▶ WORK REQUIRED: All lines from the entries below that contain the string "here" should be copied out.

▶ DATA FOR PROCESSING:
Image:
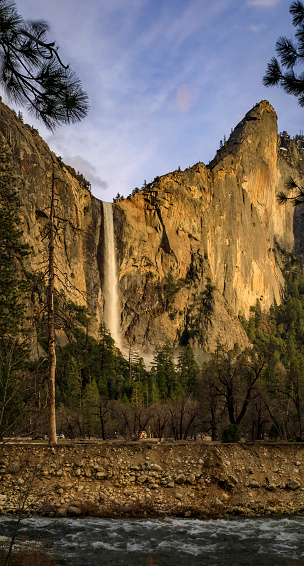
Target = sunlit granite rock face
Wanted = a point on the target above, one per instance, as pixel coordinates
(195, 248)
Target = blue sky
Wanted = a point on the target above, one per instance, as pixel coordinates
(166, 80)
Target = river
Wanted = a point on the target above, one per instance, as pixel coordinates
(168, 542)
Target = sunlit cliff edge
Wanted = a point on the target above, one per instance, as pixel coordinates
(195, 248)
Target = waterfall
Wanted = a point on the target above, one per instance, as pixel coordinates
(110, 286)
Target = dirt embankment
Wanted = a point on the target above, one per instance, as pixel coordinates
(187, 479)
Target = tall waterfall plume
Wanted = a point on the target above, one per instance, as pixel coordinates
(110, 286)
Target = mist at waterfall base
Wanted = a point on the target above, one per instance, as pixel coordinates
(167, 542)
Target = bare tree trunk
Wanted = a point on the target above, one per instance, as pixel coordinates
(51, 324)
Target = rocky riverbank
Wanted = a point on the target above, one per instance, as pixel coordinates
(182, 479)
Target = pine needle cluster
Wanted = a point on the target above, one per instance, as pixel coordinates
(281, 71)
(33, 74)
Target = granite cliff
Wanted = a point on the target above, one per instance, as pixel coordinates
(195, 248)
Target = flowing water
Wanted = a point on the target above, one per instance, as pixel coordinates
(168, 542)
(110, 287)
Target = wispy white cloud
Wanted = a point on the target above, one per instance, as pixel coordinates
(165, 80)
(256, 28)
(263, 3)
(87, 169)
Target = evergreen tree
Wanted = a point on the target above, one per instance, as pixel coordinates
(13, 292)
(164, 371)
(187, 371)
(291, 54)
(32, 72)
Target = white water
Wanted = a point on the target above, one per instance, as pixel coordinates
(110, 286)
(170, 542)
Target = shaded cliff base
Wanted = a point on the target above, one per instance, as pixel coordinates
(138, 479)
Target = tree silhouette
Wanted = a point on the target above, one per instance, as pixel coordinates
(33, 74)
(291, 53)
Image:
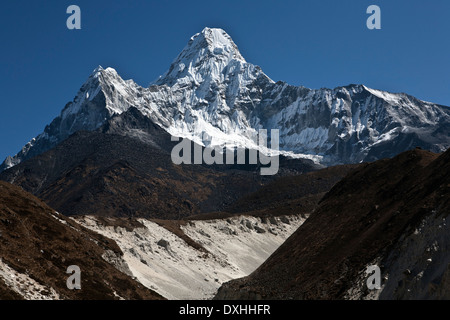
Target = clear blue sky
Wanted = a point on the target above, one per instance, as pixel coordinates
(315, 43)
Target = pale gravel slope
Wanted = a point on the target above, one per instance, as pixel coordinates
(178, 271)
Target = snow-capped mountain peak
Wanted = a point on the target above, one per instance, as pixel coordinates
(207, 53)
(210, 88)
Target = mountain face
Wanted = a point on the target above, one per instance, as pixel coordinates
(390, 213)
(210, 88)
(37, 245)
(124, 168)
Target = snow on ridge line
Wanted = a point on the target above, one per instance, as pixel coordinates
(165, 263)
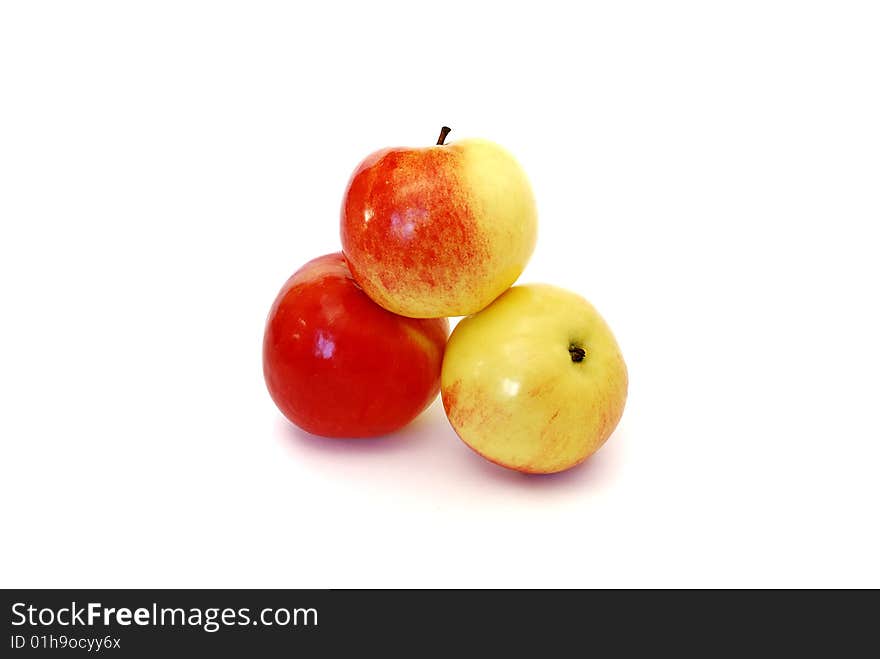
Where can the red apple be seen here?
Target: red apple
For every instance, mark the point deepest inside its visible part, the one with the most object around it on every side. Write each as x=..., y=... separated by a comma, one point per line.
x=438, y=231
x=339, y=365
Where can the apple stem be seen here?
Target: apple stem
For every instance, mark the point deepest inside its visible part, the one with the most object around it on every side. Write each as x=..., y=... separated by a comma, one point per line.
x=443, y=133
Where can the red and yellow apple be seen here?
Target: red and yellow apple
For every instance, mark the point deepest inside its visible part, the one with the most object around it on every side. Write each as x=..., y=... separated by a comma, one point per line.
x=339, y=365
x=438, y=231
x=536, y=381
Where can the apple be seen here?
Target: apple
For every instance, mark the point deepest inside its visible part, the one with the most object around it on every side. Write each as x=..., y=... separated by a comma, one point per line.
x=438, y=231
x=339, y=365
x=535, y=382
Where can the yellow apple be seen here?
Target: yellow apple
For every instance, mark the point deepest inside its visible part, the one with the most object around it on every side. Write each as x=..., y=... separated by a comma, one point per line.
x=534, y=382
x=438, y=231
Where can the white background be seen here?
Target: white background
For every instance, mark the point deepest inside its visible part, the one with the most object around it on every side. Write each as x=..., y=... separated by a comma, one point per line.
x=706, y=173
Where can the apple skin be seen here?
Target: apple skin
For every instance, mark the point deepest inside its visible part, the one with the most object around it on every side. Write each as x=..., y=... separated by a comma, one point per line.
x=438, y=231
x=339, y=365
x=514, y=391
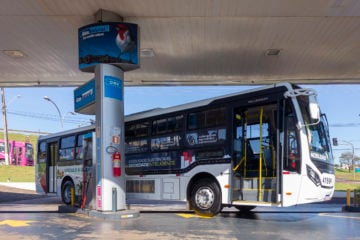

▶ RESULT OF THE EXERCISE:
Where can the red apple be seen here?
Where can the apple stem be seen here?
Where can the red and yellow apple be seen here?
Where can the apple be seen here?
Where can the yellow apple be seen here?
Where can the white background be seen here?
Where can the apple skin be seen here?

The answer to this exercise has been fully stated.